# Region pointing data

□ □ □ □ □

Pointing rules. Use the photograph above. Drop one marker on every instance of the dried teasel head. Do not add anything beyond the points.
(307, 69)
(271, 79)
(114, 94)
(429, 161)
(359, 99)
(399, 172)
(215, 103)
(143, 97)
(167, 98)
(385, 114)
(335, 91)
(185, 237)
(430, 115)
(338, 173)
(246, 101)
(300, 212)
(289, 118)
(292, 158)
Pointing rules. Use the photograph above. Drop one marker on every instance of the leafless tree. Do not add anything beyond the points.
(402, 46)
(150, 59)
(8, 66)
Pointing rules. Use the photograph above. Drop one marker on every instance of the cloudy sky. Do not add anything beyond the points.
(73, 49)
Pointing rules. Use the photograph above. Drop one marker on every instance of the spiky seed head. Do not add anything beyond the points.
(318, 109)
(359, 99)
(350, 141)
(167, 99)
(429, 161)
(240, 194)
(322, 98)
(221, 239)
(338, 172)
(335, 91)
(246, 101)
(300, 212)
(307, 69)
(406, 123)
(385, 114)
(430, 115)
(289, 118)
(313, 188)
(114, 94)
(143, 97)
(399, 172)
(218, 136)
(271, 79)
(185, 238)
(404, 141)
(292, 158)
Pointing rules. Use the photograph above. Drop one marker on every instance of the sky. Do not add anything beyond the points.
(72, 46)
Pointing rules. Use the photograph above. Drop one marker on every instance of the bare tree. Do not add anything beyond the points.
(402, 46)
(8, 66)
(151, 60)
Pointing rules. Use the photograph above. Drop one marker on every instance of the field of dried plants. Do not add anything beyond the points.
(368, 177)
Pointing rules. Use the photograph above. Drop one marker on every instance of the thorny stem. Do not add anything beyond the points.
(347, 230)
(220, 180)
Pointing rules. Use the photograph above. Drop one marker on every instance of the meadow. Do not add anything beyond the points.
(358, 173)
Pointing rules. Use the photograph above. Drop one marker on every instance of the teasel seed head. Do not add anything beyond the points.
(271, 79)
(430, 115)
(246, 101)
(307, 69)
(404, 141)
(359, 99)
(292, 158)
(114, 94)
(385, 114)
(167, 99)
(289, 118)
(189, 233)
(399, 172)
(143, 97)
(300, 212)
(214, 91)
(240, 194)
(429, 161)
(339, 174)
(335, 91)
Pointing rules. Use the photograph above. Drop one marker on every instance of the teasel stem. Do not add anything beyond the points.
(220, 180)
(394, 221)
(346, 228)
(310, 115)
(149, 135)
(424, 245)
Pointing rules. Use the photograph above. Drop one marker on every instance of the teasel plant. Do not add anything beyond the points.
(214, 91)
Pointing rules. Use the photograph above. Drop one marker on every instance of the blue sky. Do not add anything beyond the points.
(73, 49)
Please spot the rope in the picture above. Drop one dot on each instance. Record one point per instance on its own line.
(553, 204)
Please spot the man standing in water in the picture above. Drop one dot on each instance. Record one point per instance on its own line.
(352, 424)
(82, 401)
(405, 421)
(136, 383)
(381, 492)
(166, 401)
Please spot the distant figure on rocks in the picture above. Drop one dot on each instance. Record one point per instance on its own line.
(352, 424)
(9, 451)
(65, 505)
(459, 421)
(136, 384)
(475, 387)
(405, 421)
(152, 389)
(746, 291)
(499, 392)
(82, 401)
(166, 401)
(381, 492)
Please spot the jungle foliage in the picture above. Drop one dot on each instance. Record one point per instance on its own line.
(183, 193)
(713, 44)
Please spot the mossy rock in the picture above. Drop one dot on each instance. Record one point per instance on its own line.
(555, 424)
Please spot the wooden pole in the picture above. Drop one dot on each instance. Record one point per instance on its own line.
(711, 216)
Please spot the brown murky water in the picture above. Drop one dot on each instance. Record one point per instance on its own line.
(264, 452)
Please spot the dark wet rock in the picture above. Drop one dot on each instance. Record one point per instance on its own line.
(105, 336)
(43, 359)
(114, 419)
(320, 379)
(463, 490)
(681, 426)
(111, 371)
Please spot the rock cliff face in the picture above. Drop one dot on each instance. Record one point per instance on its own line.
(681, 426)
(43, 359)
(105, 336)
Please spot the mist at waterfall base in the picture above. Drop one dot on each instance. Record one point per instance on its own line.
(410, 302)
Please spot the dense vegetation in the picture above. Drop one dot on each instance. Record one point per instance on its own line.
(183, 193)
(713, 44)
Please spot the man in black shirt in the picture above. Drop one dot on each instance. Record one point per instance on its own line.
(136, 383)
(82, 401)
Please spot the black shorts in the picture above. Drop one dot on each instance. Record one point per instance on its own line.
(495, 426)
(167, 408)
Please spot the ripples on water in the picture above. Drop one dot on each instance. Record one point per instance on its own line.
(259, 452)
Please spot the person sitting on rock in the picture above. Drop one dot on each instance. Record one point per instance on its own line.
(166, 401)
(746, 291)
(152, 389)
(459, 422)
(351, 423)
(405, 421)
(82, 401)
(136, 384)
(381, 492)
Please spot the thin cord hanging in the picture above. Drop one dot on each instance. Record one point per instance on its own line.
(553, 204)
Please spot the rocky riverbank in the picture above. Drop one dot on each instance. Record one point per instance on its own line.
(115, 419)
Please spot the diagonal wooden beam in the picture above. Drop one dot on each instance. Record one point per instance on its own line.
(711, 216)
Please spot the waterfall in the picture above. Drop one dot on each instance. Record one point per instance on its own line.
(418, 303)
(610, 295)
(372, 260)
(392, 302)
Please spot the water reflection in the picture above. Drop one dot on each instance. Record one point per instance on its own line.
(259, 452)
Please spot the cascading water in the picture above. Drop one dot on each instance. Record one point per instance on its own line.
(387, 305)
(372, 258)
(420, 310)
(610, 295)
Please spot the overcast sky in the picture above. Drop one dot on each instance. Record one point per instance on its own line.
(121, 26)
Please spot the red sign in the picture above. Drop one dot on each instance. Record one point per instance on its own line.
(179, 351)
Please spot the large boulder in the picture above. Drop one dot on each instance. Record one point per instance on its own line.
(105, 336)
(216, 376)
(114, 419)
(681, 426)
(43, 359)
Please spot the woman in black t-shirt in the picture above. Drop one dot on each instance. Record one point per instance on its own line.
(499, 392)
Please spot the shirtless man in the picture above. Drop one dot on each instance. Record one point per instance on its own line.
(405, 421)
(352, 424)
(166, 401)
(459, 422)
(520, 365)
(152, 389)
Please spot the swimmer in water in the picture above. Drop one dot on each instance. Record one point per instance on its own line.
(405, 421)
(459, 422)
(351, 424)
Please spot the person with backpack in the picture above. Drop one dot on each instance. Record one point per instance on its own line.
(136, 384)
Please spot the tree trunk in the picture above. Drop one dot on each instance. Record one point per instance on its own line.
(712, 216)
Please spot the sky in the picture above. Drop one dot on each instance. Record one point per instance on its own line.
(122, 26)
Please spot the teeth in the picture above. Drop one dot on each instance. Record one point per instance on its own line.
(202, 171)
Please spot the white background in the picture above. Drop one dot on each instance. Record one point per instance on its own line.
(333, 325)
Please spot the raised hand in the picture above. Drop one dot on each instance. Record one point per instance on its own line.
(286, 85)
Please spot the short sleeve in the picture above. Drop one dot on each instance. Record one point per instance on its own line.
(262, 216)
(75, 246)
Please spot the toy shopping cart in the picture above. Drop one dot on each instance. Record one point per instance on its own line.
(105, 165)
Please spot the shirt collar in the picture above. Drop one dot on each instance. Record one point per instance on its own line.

□ □ □ □ □

# Requirement
Each record above should be transcribed exactly.

# Exercise response
Pointing rules. Use the photograph above. Drop one marker on every instance of the dried teasel head. Do not add anything beyond the points.
(307, 69)
(271, 79)
(114, 94)
(429, 161)
(359, 99)
(399, 172)
(215, 103)
(143, 97)
(167, 98)
(385, 114)
(335, 91)
(185, 237)
(430, 115)
(338, 173)
(246, 101)
(300, 212)
(289, 118)
(292, 158)
Pointing rules. Use the photograph above. Drop one marker on every instance of the leafless tree. Do not add anything beyond the points.
(402, 46)
(150, 59)
(8, 66)
Pointing rules. Use the photograph above. Drop one marker on every instance of the cloudy sky. Do not add anything beyond the points.
(73, 49)
Pointing rules. Use the photograph above. Drop one marker on every instance of the spiky seed head. Do not add anything beyond the points.
(318, 109)
(359, 99)
(350, 141)
(167, 99)
(429, 161)
(240, 194)
(322, 98)
(221, 239)
(338, 172)
(335, 91)
(246, 101)
(300, 212)
(307, 69)
(406, 123)
(385, 114)
(430, 115)
(289, 118)
(313, 188)
(114, 94)
(143, 97)
(399, 172)
(218, 136)
(271, 79)
(185, 238)
(404, 141)
(292, 158)
Pointing rules. Use the photograph above. Drop one marker on every instance of the sky. Do not add anything beyond the points.
(72, 46)
Pointing rules. Use the photograph above. Drop one marker on every instance of the bare tree. Do not add anything beyond the points.
(402, 46)
(8, 66)
(151, 60)
Pointing rules. Use the photograph above. Drop one marker on every instance of the field of dried plants. Do not add anything beyond the points.
(368, 177)
Pointing rules. Use the photograph above. Drop one marker on every instance of the thorny stem. Do not add anything beyond the points.
(347, 230)
(220, 180)
Pointing rules. Use the photograph above. Drop one marker on every instance of the meadow. Do not add anything beyond the points.
(358, 173)
Pointing rules. Use the photograph above. Drop one marker on every instance of the teasel seed head. Do not add anything beyond the points.
(271, 79)
(430, 115)
(246, 101)
(307, 69)
(404, 141)
(359, 99)
(292, 158)
(114, 94)
(385, 114)
(167, 99)
(289, 118)
(189, 233)
(399, 172)
(143, 97)
(300, 212)
(214, 91)
(240, 194)
(429, 161)
(339, 174)
(335, 91)
Pointing rules. Use the photograph above. Drop one marker on every instance of the teasel stem. Do not add anything beyond the points.
(220, 180)
(394, 221)
(346, 228)
(310, 115)
(149, 135)
(424, 245)
Pointing rules. Use the photograph above. Drop one marker on every instance of the teasel plant. Do not add anything beyond the points.
(214, 91)
Pointing rules. Use the photograph above. Drop one marker on every instance of the blue sky. Do not add anything beyond the points.
(73, 49)
Please spot the rope in the picture above. Drop one dot on each instance. Record one point per instance on its own line.
(553, 204)
Please spot the man standing in water in the picture above. Drop one dot on each instance. Record one point per instance on its own line.
(352, 424)
(82, 401)
(405, 421)
(136, 383)
(381, 492)
(166, 401)
Please spot the distant figure on rocks in the picture above. Drop one dot on each instance. Record one point per instance on its own line.
(352, 424)
(9, 451)
(65, 505)
(459, 421)
(136, 384)
(475, 387)
(405, 421)
(152, 389)
(746, 291)
(499, 392)
(82, 401)
(166, 401)
(381, 492)
Please spot the jungle foliage in the picture above. Drop one dot on each instance. Record one point per instance on its own line.
(183, 193)
(713, 44)
Please spot the mossy rock in the picture above. Drop one dot on each instance. Record one point per instance on its own line.
(555, 424)
Please spot the wooden pole in the picture above. Drop one dot on each instance. Record one point per instance on its own line.
(711, 216)
Please spot the brown murky water in the picture above. Drop one dot on each instance. Record one point per instance on its own line.
(264, 452)
Please spot the dark wet rock in the picture above. Drop one dot on each instance. Record one point per instance on its own line.
(105, 336)
(43, 359)
(114, 419)
(320, 379)
(463, 490)
(681, 426)
(111, 371)
Please spot the rock cliff face in the picture above. Drop one dot on each instance. Record one point per instance on its own line.
(681, 426)
(43, 359)
(105, 336)
Please spot the mist at waterfall base in the picture above. Drop one dot on each instance. Record one point per instance on its own line.
(410, 302)
Please spot the dense vegetation in the picture above. Drop one dot on each instance. Record one point per instance on its own line.
(183, 193)
(713, 44)
Please spot the man in black shirt in the picture above. Drop one dot on each instance. Record one point per instance on its own line.
(136, 383)
(82, 401)
Please spot the black shorts in the picture above. Drop one dot on each instance. Record one point per instance on its own line.
(495, 426)
(167, 408)
Please spot the ripples on water in the picture above. Drop one dot on each instance. Record one point per instance on its own line.
(259, 452)
Please spot the person sitting on rock in the picture above. Drop one dot on each instance. Record one point per instance on its own line.
(166, 401)
(746, 291)
(152, 389)
(459, 422)
(351, 423)
(405, 421)
(82, 401)
(136, 384)
(381, 492)
Please spot the thin cord hanging in the picture above. Drop one dot on each instance. Record one point per instance on its own line.
(553, 204)
Please spot the rocky riverbank in the picture above. Drop one dot on each instance. Record one point per instance on its own line.
(115, 419)
Please spot the diagonal wooden beam in the picture above. Drop one dot on each instance. Record one point per instance on its own line.
(711, 216)
Please spot the waterfall in the picture above. Drop one dot on each instance. Record one point per instance on its own line.
(418, 303)
(610, 295)
(372, 260)
(392, 302)
Please spot the water reflection in the picture above. Drop one dot on each instance. Record one point per instance on its own line.
(259, 452)
Please spot the cascading water in the picture above. Drop one dot on each instance. Record one point per instance on its own line.
(387, 305)
(372, 258)
(420, 310)
(610, 295)
Please spot the overcast sky in the picture above. Drop one dot on each instance. Record one point per instance on its own line.
(121, 26)
Please spot the red sign in the picture above. Drop one dot on each instance. Record one point per instance on its own line.
(179, 351)
Please spot the large boulder in the picture above. Drop one dot on each instance. Record one point per instance on its own line.
(105, 336)
(216, 376)
(114, 419)
(681, 426)
(43, 359)
Please spot the woman in black t-shirt in the picture above. Drop one dot on each instance. Record one point per instance on its own line.
(499, 392)
Please spot the shirtless man in the picture above. Drop one dot on each instance. Record one point per instance on its own line.
(405, 421)
(352, 424)
(166, 401)
(459, 422)
(520, 365)
(152, 389)
Please spot the swimmer in water in the picture above. Drop one dot on each instance. Record one point per instance on its own line.
(405, 421)
(459, 422)
(351, 424)
Please spot the person with backpack in the picture above. Drop one dot on each instance. Record one point per instance on its own line.
(136, 384)
Please spot the tree trunk in the picture above. Drop one dot on each instance. Record one point per instance on its own line.
(712, 216)
Please spot the sky in the picture above. Drop one dot on each instance. Record one point per instance on its own line.
(122, 26)
Please spot the teeth in the picture above. Drop one dot on each instance. Record one point per instance on its own line.
(202, 171)
Please spot the white background in the picture above. Drop one dot on each instance. Record one point per instance on its own line.
(333, 325)
Please spot the raised hand in the picture above. Drop one dot on each instance. Record one point per instance on its own line.
(286, 85)
Please spot the short sleeve in the picture above. Drop one dot on each instance. Record one point per instance on its own line.
(262, 216)
(75, 246)
Please spot the toy shopping cart in the picture above. Drop one dot on each instance. Record one point per instance on its own line.
(105, 165)
Please spot the shirt collar in the picture above. Drop one dot on each instance. Record one point per instance on its own line.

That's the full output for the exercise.